Could you write out exactly the lines from the one that contains "Every instance of the woman's" through the last line of the listing below, both included and nothing more?

"""

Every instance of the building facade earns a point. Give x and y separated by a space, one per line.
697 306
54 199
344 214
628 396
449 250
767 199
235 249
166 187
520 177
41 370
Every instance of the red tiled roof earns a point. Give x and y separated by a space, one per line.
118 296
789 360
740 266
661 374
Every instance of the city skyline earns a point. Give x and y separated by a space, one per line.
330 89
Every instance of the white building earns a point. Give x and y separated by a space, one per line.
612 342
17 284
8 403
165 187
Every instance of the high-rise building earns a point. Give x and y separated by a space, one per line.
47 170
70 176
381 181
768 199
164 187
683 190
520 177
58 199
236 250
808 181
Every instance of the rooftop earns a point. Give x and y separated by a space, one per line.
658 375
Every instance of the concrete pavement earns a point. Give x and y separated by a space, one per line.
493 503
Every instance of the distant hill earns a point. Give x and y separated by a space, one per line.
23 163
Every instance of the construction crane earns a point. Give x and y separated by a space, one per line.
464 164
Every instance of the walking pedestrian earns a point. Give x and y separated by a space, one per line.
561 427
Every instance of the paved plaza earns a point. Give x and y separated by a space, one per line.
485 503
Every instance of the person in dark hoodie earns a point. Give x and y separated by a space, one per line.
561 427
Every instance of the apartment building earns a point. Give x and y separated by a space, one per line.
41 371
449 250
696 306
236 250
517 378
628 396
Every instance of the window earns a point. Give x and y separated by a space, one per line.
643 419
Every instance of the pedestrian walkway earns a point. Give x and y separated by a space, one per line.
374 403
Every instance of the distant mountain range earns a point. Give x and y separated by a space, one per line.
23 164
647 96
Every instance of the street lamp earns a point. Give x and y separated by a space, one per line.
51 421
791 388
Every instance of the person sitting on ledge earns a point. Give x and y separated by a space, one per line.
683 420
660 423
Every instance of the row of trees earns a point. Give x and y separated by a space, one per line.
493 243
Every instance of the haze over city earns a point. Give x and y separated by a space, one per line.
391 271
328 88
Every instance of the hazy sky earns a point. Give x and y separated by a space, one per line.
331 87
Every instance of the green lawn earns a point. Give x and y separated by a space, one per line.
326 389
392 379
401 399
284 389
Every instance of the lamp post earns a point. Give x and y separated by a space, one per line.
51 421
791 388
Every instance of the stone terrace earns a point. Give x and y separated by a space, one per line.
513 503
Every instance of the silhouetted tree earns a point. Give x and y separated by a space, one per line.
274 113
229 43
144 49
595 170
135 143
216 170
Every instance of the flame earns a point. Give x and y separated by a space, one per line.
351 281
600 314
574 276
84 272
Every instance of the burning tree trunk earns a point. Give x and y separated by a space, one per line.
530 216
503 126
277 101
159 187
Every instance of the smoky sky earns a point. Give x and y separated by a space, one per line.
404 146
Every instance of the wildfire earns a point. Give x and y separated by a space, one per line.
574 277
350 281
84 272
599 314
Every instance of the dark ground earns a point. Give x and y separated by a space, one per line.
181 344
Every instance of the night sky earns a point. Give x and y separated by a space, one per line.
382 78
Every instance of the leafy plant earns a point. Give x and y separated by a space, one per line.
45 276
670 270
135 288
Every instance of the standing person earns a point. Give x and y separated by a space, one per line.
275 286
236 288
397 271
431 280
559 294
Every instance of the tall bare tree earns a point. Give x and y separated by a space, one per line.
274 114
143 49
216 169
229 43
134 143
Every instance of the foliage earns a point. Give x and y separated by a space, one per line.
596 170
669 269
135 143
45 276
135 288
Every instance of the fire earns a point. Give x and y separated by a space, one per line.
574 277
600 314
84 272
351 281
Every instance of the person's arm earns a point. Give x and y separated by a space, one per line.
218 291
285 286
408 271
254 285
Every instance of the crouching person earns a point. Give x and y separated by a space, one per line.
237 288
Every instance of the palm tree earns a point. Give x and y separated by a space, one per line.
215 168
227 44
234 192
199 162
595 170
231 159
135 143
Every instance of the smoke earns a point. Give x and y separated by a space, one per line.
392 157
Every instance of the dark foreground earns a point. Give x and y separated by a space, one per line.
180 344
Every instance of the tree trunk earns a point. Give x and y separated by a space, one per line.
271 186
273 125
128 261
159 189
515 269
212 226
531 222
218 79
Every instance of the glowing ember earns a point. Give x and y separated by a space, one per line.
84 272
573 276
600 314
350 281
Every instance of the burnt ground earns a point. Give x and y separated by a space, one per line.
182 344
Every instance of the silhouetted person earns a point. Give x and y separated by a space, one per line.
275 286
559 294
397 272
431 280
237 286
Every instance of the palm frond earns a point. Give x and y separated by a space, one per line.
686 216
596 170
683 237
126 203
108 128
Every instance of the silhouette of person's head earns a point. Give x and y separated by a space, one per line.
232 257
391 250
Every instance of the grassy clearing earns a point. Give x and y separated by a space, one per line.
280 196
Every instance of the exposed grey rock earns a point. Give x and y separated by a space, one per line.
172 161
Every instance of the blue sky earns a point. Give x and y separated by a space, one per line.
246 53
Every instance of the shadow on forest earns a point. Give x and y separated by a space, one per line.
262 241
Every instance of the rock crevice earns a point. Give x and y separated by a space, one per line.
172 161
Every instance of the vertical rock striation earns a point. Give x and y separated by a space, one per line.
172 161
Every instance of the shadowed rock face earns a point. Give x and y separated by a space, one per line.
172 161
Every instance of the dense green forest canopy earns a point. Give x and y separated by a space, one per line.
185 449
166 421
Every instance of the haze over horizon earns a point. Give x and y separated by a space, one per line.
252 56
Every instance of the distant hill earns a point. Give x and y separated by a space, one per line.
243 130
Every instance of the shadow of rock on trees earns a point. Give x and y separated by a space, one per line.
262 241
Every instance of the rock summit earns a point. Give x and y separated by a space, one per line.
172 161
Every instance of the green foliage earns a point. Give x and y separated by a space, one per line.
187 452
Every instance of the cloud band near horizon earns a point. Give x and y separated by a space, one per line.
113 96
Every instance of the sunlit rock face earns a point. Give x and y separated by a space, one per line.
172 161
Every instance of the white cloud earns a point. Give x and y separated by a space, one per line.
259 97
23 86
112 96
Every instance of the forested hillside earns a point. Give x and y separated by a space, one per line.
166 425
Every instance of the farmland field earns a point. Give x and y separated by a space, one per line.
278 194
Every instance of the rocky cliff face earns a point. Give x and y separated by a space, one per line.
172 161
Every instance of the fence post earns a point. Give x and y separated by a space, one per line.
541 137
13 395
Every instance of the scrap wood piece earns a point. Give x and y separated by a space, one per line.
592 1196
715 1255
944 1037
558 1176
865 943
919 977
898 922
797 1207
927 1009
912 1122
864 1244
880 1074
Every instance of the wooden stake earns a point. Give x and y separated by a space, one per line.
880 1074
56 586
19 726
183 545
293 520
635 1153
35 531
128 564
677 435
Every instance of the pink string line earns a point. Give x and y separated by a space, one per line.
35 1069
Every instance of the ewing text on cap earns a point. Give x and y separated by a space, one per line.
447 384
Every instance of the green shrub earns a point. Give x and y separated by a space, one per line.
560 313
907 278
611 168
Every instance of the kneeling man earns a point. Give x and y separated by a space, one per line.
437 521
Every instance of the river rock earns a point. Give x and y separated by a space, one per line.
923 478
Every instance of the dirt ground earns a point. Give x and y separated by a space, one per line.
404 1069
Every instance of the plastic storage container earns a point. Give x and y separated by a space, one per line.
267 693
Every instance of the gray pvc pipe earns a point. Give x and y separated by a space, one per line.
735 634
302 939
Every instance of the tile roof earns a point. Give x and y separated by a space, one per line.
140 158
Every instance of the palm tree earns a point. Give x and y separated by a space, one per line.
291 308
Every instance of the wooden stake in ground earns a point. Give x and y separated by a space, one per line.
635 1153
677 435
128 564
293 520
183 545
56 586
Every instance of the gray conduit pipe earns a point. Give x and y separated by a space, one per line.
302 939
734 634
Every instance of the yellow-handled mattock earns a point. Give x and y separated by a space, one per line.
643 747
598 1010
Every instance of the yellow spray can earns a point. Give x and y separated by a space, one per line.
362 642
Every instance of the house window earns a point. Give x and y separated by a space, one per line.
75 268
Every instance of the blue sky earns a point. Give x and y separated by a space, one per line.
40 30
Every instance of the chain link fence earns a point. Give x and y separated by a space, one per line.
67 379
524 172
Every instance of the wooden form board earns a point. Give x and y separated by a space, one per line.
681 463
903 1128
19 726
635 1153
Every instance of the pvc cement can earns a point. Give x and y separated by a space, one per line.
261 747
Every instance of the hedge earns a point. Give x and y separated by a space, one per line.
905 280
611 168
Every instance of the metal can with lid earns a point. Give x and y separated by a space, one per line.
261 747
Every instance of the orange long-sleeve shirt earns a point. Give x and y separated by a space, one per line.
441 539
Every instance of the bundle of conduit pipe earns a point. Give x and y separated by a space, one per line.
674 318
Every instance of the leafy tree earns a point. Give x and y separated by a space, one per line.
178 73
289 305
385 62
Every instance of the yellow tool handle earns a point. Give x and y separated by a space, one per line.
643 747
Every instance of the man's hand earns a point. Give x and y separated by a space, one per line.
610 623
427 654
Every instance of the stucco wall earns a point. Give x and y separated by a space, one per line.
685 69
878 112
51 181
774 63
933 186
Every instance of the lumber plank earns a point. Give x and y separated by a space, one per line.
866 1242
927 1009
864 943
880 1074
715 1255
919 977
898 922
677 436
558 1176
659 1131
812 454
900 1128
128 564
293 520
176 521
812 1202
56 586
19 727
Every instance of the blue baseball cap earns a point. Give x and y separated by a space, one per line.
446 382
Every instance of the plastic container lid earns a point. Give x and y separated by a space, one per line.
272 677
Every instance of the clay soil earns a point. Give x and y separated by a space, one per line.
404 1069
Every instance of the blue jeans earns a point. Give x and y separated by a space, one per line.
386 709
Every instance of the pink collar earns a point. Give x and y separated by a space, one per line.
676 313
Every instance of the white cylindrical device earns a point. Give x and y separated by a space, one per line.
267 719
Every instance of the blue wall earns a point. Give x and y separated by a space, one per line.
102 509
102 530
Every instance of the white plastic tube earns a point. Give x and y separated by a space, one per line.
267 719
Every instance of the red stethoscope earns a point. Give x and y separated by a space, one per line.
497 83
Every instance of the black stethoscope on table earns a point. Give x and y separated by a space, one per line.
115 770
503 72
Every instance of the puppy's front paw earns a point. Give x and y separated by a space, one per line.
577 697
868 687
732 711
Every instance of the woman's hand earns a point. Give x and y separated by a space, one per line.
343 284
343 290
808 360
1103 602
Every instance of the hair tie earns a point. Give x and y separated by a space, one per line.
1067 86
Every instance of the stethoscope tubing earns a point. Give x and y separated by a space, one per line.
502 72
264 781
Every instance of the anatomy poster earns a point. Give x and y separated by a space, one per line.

"""

## Exercise answer
Every instance of the woman's hand earns a point. Give x and y separated by a space, one per line.
343 284
343 290
808 360
1103 602
Every instance of the hair tie earns a point. Give x and y separated by a space, one per line.
1067 86
Every instance of the stethoscope tubing earns a point. Give x and y separated by a space, one per line.
502 72
264 781
Every instance of the anatomy poster earns a point. Give x and y separated by a space, one per line.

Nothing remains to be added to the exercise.